Task to complete: What you return should be each line of the data containing the string "dark".

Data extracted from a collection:
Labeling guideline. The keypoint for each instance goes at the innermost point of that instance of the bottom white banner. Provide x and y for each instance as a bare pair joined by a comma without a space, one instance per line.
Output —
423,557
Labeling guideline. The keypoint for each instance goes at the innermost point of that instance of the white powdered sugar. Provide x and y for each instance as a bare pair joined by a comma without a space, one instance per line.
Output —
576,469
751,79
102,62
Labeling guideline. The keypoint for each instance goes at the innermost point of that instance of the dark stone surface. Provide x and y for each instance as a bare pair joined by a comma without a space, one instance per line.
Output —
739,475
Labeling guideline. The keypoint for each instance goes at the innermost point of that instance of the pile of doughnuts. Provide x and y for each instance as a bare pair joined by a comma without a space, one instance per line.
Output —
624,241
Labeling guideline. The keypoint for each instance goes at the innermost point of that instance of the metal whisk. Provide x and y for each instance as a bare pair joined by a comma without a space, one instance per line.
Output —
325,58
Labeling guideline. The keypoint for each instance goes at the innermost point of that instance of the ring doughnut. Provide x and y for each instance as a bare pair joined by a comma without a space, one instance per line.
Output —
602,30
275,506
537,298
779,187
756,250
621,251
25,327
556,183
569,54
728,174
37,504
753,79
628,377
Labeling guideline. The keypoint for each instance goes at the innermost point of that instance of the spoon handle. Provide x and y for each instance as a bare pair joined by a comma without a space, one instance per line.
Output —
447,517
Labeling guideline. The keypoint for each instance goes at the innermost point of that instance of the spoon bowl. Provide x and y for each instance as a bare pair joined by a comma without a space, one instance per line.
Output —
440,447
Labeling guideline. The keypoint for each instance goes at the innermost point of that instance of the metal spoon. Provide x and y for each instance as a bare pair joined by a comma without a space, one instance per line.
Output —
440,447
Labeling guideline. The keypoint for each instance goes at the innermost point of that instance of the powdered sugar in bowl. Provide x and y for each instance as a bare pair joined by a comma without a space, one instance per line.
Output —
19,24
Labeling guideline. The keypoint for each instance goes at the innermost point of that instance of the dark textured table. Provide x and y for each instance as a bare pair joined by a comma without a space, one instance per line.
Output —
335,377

Reply:
Labeling guideline. The keypoint for each instance goes at the innermost point of that instance of the dark stone surface. Provide x and y for each instance as a bare pair joined by a comma without a space, one instance per line.
Labeling guideline. The keypoint for each instance goes at the innermost point of that instance of the dark textured table. Provide x and y for each instance as a bare pair joined by a comma without a space, one instance per line.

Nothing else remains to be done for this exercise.